- [Secção do texto]
+++

ABRUPTO

10.9.04


BIBLIOFILIA: A NAU DE PORTUGAL

Filipe Vieira de Castro, A Nau de Portugal. Os Navios da Conquista do Império do Oriente 1498-1650, Lisboa, Prefácio, 2003

Aqui está um livro muito interessante e que ensina ao curioso que, como eu, (tendo aprendido a “gesta dos descobrimentos” na escola salazarista), fiquei ignorante de quase tudo sobre o que foram esses anos de exploração, conquista e negócio. Neste pequeno livro fica-se a saber que se sabe muito pouco sobre os barcos que faziam a carreira da Índia, e como o desastre do saque moderno dos mares pelos caçadores de tesouros, está a dar cabo do pouco que sobrou. Há uma lista de exemplos portugueses, por toda a rota para Índia e nas nossas costas, saqueados sem qualquer critério que não seja vender o que se retira do fundo do mar.

+++

- [Registos apresentados]
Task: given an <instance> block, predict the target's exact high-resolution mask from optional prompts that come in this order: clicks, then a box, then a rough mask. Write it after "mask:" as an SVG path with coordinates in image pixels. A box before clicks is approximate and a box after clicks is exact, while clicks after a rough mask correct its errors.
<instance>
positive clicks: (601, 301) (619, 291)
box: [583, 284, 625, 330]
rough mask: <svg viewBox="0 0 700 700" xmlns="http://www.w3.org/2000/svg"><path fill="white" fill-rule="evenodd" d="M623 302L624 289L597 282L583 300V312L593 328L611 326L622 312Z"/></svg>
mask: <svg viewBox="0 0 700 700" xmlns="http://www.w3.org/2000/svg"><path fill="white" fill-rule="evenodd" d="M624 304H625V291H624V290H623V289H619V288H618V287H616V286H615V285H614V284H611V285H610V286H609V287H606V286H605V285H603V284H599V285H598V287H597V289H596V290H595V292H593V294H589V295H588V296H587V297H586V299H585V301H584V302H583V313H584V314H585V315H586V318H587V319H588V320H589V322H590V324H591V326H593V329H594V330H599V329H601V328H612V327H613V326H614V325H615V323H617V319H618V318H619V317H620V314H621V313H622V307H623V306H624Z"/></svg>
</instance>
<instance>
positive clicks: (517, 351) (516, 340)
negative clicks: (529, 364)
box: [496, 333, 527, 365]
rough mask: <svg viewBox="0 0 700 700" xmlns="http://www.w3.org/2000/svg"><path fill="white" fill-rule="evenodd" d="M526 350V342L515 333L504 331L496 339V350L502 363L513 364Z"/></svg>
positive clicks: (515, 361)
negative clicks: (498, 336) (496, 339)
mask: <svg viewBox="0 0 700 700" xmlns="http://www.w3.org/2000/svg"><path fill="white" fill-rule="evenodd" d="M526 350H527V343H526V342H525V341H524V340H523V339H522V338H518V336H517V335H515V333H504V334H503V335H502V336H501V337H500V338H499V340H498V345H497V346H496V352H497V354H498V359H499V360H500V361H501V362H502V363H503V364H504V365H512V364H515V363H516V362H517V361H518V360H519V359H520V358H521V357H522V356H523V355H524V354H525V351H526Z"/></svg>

+++

- [Tarefa 1] Indica quantas linhas dos registos contêm a palavra "positive". Responde só com o número.
- [Tarefa 2] Prossegue a recensão do livro sobre as naus da carreira da Índia a partir da última frase apresentada.

- [Resposta 1] 3

- [Resposta 2]
Depois há muitas outras surpresas como esta:

Por vezes não se consegue ler estas listas de provimentos sem sentir crescer água na boca. As provisões da viagem do capitäo-mor António de Saldanha em 1631 dão uma boa ideia da abundância, qualidade e sofisticação da cozinha portuguesa setecentista. Além de pão, biscoito, farinha, cuscus e bolos de várias naturezas, António de Saldanha levava uma quantidade apreciável de carne: presuntos conservados em azeite dentro de barris, chouriços, mãos de porco e línguas de vaca, também guardados em barris entre camadas de sal, lombos de vaca, pernas sem osso e veados que eram colocados em barris com vinagre, sal, mostarda e orégãos; perdizes e coelhos, assados no forno e passadas depois por azeite a ferver e conservados no azeite, com vinagre e especiarias. A estas carnes juntava-se ainda a carne viva: galinhas (António de Saldanha levou 600 galinhas para bordo), perus, carneiros e vitelas. Esta dieta era completada por peixe: pescada, arenque e salmão, a primeira salgada e os segundos fumados ou salgados; litões (cações) secos ao sol e chocos, linguados, lampreias, mexilhões e ostras conservados em escabeche. Embora difíceis de conservar, os legumes também faziam parte da dispensa: couves e nabos conservados ou em sal ou de escabeche e temperados com cardamomo, pimenta e mostarda, alfaces e outra hortaliça em vinagre. A lista dos legumes era completada com as imprescindíveis cebolas e alhos. Seguiam-se as frutas: uvas, ameixas e figos secos, amêndoas e laranjas, limões, peros e melancias frescos; e uma quantidade apreciável de doces: ginjas, açúcar rosado, ameixas, marmelada, pêssegos e peras cobertos de açúcar, pêssegos, melões e ameixas em açúcar ordinário, rosado e mascavado, confeitos e mel, além de varias panelas de ovos-moles, num total de 600 arráteis (275,4 kg!). Agua, vinho, azeite e vinagre, mais várias dúzias de ovos dentro de frascos com sal ou com azeite, azeitonas, conservas de vinagre (alcaparras), queijos e manteiga de vaca completavam a lista.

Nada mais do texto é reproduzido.